[Фрагмент текста]

Спектакль Додина можно назвать наглядной иллюстрацией понятия «трагический абсурд»: стоило дать чёткий абрис психологических мотивов героев «Трёх сестёр», как абсурдность конфликта пьесы, пугающая невнятность невидимого врага героев, обрекающего их прозябать внутри бурлеска, вышли на поверхность. Додин иллюстрирует эту «чепуху» мастерски: начинается спектакль с подробной пародии на финал постановки Немировича, а завершается чем-то вроде распада — декорация и герои разъезжаются в разные стороны.
В каком-то ином социальном и театральном контексте «Три сестры» Льва Додина были бы встречены иначе. Не было бы ни пламенных восторгов, доходящих до экстатики, ни, с другой стороны, попыток объявить покойным один из немногих беспокойных театров Петербурга. Речь бы шла об обращении к «минус-приёмам», игре с жанром, психологизме без бытоподобия, скупости театрализации (о, они все в глухих одеждах — ни сантиметра голого тела; и это в театре Додина!), рефлексии над традициями русской сцены XX века и очередном горьком экзистенциальном видении мастера. Додин сделал для современного отечественного театра слишком много, и МДТ ещё вчера был сумасшедшим двигателем театрального прогресса, хотя и варился в собственном «процессе», не особенно оглядываясь по сторонам. Спектакль-роман, новый советский социальный театр, техника in-yer-face (а как ещё назвать «Звёзды на утреннем небе»?), — затем разрыв с социальной конъюнктурой, опыты театрализации, о которых у нас и не слыхали, которые конспектировали с недоверием и шепотком про «работу на экспорт», наконец, попытка просветительского эпического театра в «Жизни и судьбе», когда стало окончательно ясно, что немножко дидактики нынешнему российскому зрителю не повредит… Ах, если б отечественный театр и российское общество проделали за последние три десятилетия такую же эволюцию! Но мы продолжаем топтаться в порочном круге чепухи. Никто не запрещает, конечно, написать письмо Додину: «Мне кажется, ваш спектакль про нас, со мною было то же самое» или «Мне кажется, идея, будто Бог умер, устарела». Нужно только правильно подписать обратный адрес — Renyxa. Тогда адресат прочтёт обязательно.

[/Фрагмент текста]

Ответьте на вопросы:
1. Чем, согласно фрагменту о «Трёх сёстрах» Додина, завершается этот спектакль?
2. Определите, соответствуют ли фрагменту о «Трёх сёстрах» Додина следующие утверждения: (а) спектакль открывается пародией на финал постановки Немировича; (б) актёры появляются на сцене с обнажённым телом; (в) «Звёзды на утреннем небе» приведены как пример техники in-yer-face. К каждому ответу «да» или «нет» приложите решающие слова фрагмента в точной цитате.
3. Перечислите, пожалуйста, все названия произведений, которые упоминаются во фрагменте о «Трёх сёстрах» Додина.

[Исходные материалы]

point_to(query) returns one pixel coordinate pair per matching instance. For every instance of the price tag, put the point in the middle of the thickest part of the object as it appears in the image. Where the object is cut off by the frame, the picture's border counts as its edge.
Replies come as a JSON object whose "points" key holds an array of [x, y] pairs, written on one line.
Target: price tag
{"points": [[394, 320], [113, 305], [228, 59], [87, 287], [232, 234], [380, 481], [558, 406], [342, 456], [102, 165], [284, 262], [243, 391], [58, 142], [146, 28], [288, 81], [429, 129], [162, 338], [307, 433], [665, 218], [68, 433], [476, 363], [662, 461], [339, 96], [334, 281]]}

[/Исходные материалы]

Ответы к заданиям:
1. Чем-то вроде распада: декорация и герои разъезжаются в разные стороны.

2.
(а) Да: «начинается спектакль с подробной пародии на финал постановки Немировича».
(б) Нет: «они все в глухих одеждах — ни сантиметра голого тела».
(в) Да: «техника in-yer-face (а как ещё назвать «Звёзды на утреннем небе»?)».

3. «Три сестры», «Звёзды на утреннем небе», «Жизнь и судьба».